== EXCERPTED RECORDS

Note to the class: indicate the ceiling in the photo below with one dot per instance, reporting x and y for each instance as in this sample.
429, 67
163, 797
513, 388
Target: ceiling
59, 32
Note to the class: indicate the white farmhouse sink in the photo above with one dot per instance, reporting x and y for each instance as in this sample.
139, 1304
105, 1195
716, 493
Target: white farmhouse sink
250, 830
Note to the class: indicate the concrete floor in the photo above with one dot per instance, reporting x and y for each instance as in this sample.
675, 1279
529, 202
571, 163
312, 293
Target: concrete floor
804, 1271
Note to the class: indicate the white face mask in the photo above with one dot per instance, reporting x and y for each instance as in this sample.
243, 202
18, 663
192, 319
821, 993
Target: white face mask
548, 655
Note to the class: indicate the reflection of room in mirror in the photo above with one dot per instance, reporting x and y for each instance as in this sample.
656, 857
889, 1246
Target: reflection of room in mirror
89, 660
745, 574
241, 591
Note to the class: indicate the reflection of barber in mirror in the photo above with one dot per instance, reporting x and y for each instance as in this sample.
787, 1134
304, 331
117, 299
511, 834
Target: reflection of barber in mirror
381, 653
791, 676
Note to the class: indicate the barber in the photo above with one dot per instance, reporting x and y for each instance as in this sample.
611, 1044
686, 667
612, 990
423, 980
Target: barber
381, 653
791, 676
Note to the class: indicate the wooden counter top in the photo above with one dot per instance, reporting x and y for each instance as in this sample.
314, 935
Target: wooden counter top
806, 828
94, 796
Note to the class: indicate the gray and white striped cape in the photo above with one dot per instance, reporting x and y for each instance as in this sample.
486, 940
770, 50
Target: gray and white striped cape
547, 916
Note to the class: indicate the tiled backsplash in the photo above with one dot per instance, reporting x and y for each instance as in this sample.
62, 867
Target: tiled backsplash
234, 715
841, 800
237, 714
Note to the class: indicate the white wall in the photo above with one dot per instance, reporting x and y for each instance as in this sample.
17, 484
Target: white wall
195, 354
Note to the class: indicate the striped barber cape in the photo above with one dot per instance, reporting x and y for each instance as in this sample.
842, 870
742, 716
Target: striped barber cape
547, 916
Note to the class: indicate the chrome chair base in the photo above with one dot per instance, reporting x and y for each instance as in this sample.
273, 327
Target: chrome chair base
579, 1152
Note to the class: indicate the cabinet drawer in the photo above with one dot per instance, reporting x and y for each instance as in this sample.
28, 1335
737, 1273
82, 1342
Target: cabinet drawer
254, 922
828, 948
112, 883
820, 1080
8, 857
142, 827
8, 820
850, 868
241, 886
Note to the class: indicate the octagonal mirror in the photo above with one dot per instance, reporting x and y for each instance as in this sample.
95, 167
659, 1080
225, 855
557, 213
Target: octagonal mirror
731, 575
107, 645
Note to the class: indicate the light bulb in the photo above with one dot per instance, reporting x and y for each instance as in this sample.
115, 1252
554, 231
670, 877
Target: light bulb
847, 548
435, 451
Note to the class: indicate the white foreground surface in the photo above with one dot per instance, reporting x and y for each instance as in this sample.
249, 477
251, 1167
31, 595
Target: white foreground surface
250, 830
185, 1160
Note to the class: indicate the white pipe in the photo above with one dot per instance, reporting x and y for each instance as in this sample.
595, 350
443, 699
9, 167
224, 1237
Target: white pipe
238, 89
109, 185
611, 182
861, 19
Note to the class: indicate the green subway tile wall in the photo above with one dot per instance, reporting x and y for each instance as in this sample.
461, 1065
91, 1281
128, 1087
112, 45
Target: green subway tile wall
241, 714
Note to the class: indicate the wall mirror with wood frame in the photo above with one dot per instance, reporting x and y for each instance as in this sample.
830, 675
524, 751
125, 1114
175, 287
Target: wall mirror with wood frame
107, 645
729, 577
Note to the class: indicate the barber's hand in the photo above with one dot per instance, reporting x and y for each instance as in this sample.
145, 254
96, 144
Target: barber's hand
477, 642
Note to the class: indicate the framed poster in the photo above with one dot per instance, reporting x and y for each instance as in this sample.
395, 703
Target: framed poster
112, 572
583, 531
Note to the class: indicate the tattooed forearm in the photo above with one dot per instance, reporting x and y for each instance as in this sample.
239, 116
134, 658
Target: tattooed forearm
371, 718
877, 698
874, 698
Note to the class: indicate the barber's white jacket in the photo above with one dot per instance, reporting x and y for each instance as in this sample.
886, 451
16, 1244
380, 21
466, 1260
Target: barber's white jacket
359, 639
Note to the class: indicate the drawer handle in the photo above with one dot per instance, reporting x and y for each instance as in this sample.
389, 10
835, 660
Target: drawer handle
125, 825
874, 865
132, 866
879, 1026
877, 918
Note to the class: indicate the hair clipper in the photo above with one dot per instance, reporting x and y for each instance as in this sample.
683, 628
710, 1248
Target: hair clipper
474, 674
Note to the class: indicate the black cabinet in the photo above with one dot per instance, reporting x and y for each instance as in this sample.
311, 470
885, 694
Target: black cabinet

====

Write the records out again so that each one matches the original exactly.

Note to the class: indicate the ceiling in the photo below with one dot per instance, reporting x and y for each instance as in this sample.
429, 67
163, 797
513, 388
Target: ceiling
59, 32
Note to the class: indicate the white farmhouse sink in the photo above with one dot per instance, reporting x and y for each instance as in this sample.
139, 1304
105, 1195
716, 493
Target: white farmhouse sink
250, 830
Note to the class: indicate the concrete floor in the photo above with one dot per instance, reporting x and y for each instance as in this sample.
675, 1279
529, 202
571, 163
312, 293
Target: concrete floor
804, 1271
Note to the class: indicate the white face mask in the photo above with one dot per instance, reporting x and y for each instance as in this sample.
243, 202
18, 663
192, 319
821, 993
Target: white face mask
548, 655
Note to the class: indicate the reflection of room in mirror in the photo above with one dot per instance, reporting x and y for each instance as in this sample.
656, 857
889, 1246
Target: reflection of room in mirror
89, 660
745, 574
241, 591
Note to the class: indicate the reflection of barber in mirror in the photo above with one dot per instance, reporting x and y for each instance as in this sample.
787, 1134
304, 331
117, 299
511, 834
Target: reflection of barber in mirror
381, 653
791, 676
Note to the class: indicate the barber in the photo above with one dot per instance, reporting x and y for each instance as in this sample.
611, 1044
686, 667
612, 990
423, 980
Target: barber
381, 653
791, 676
Note to the class: indicate the wooden counter top in the photo above with one dot per instance, reporting x and y for each instance as in this sample.
314, 935
Target: wooden counter top
806, 828
94, 796
Note to the class: indicate the gray and white striped cape in the photo above with one dot per instance, reporting x and y for each instance as in this sample.
486, 940
770, 50
Target: gray and white striped cape
547, 916
Note to the class: indicate the tiled backsplash in the photo above with one dot per instance, reporting x and y for each instance as in this sample.
62, 867
Target: tiled backsplash
234, 715
841, 800
237, 714
Note to the class: indicate the white wall in the photo above with one dot per instance, reporting x and y for each instance as in this sample.
17, 484
Target: white wall
195, 354
Note to the class: indicate the striped barber cape in the photo above with one dot per instance, reporting x and y for each instance as in this sample.
842, 870
742, 716
Target: striped barber cape
547, 916
Note to the class: indicate the chrome chair base in the photo above with one dot per instance, reporting x and y for each instance as in this sample.
273, 327
Target: chrome chair base
579, 1152
Note to the class: indicate the cabinet drawer in the photo above with one dot per instance, reporting x and y for each instance as in this sample.
28, 1335
737, 1273
82, 1342
Target: cabinet drawer
254, 922
828, 948
112, 883
820, 1080
8, 857
142, 827
8, 820
850, 868
241, 886
Note to the class: indicate the octagonal mirror in the photo above with one dot per instance, reporting x and y for each instance as in this sample.
95, 167
659, 1080
225, 855
557, 213
Target: octagonal mirror
731, 575
107, 645
Note to the class: indicate the light bulb in the photo above with one dot per instance, reporting x and y for each instance as in this sample.
115, 1252
554, 231
670, 877
Target: light bulb
847, 548
435, 451
Note to the class: indicate the white foreground surface in the photo above with one dot per instance, reporting x and y for each instance as in this sample.
249, 477
251, 1167
31, 595
Target: white foreground surface
250, 830
185, 1160
Note to the class: indicate the white pipe in the photo above with one dot per instance, reporting x and y for each instance as in this sample.
595, 350
443, 699
9, 167
224, 1237
Target: white pipe
238, 89
109, 185
611, 182
861, 19
Note to the class: indicate the green subway tile wall in the photo above with one dot per instance, reporting x and y for each instance as in this sample.
461, 1065
91, 1281
128, 1087
112, 45
Target: green subway tile wall
241, 714
Note to the class: indicate the wall mirror with wood frame in the photo above with one dot per instance, reporting x and y for each instance as in this sample.
830, 675
524, 751
125, 1114
175, 287
Target: wall mirror with wood frame
107, 645
729, 577
Note to the class: indicate the barber's hand in the photo above with one dot per instance, reporting x and y for each instance as in this sample.
145, 254
96, 144
Target: barber's hand
477, 642
Note to the class: indicate the framed poster in the photo above with one dot per instance, reporting x and y for each instance as in this sample.
395, 703
Target: framed poster
112, 572
583, 531
Note to the class: indicate the tattooed forearm in the photo above with one dot per instance, reporting x and y for each instance as in this sample.
239, 116
134, 658
Target: tattooed forearm
371, 718
877, 698
874, 698
Note to the class: indicate the barber's white jacket in the photo above with one dot per instance, reporting x and y for each instance as in this sample.
886, 451
16, 1244
380, 21
466, 1260
Target: barber's white jacket
359, 639
Note to the class: indicate the drawer handle in the photo above with one dot per instance, reporting x and y for each instance as in this sample.
389, 10
835, 660
Target: drawer handle
125, 825
874, 865
132, 866
879, 1026
877, 918
Note to the class: indicate the hair clipper in the photo above with one dot per instance, reporting x and y for each instance as in this sample.
683, 628
710, 1248
Target: hair clipper
474, 674
Note to the class: indicate the black cabinet in the photo above with one dot per instance, reporting x and y for each instance as in this sample.
311, 470
885, 694
Target: black cabinet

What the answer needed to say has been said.